** Opening Exercise inputs block **

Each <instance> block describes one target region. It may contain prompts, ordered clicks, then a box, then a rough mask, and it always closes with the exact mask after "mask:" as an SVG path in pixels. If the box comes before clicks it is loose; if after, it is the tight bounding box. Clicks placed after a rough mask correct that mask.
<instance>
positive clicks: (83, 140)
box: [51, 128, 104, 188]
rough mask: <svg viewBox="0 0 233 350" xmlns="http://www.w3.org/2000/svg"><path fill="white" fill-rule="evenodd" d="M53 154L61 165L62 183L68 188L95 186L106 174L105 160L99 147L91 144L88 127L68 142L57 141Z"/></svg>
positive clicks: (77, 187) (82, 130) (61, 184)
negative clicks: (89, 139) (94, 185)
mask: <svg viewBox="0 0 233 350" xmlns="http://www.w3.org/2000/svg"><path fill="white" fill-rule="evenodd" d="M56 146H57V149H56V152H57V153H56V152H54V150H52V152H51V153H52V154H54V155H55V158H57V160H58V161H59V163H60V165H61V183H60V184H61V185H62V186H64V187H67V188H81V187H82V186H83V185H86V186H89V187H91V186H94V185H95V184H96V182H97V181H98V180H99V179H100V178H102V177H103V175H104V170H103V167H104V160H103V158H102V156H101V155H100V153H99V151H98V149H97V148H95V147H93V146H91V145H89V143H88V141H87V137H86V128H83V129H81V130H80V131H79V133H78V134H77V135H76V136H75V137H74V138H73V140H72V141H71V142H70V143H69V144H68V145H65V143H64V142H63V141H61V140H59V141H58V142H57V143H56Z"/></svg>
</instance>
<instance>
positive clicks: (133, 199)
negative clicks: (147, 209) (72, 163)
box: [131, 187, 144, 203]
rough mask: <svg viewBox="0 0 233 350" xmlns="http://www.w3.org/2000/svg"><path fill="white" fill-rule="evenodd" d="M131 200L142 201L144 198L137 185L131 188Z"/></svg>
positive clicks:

** Closing Exercise inputs block **

• [Exercise directions] Transcribe, in full, each record that appears above.

• [Task solution]
Each <instance> block describes one target region. It may contain prompts, ordered clicks, then a box, then a rough mask, and it always closes with the exact mask after "mask:" as an SVG path in pixels. If the box comes before clicks it is loose; if after, it is the tight bounding box. Clicks placed after a rough mask correct that mask.
<instance>
positive clicks: (83, 140)
box: [51, 128, 104, 188]
rough mask: <svg viewBox="0 0 233 350" xmlns="http://www.w3.org/2000/svg"><path fill="white" fill-rule="evenodd" d="M53 154L61 165L62 183L68 188L95 186L106 174L105 160L99 147L91 144L88 127L68 142L57 141Z"/></svg>
positive clicks: (77, 187) (82, 130) (61, 184)
negative clicks: (89, 139) (94, 185)
mask: <svg viewBox="0 0 233 350" xmlns="http://www.w3.org/2000/svg"><path fill="white" fill-rule="evenodd" d="M56 146H57V149H56V152H57V153H56V152H54V150H52V152H51V153H52V154H54V155H55V158H57V160H58V161H59V163H60V165H61V183H60V184H61V185H62V186H64V187H67V188H81V187H82V186H83V185H86V186H89V187H91V186H94V185H95V184H96V182H97V181H98V180H99V179H100V178H102V177H103V175H104V170H103V167H104V160H103V158H102V156H101V155H100V153H99V151H98V149H97V148H95V147H93V146H91V145H89V143H88V141H87V137H86V128H83V129H81V130H80V131H79V133H78V134H77V135H76V136H75V137H74V138H73V140H72V141H71V142H70V143H69V144H68V145H65V143H64V142H63V141H61V140H59V141H58V142H57V143H56Z"/></svg>
</instance>
<instance>
positive clicks: (133, 199)
negative clicks: (147, 209) (72, 163)
box: [131, 187, 144, 203]
rough mask: <svg viewBox="0 0 233 350" xmlns="http://www.w3.org/2000/svg"><path fill="white" fill-rule="evenodd" d="M131 200L142 201L144 198L137 185L131 188Z"/></svg>
positive clicks:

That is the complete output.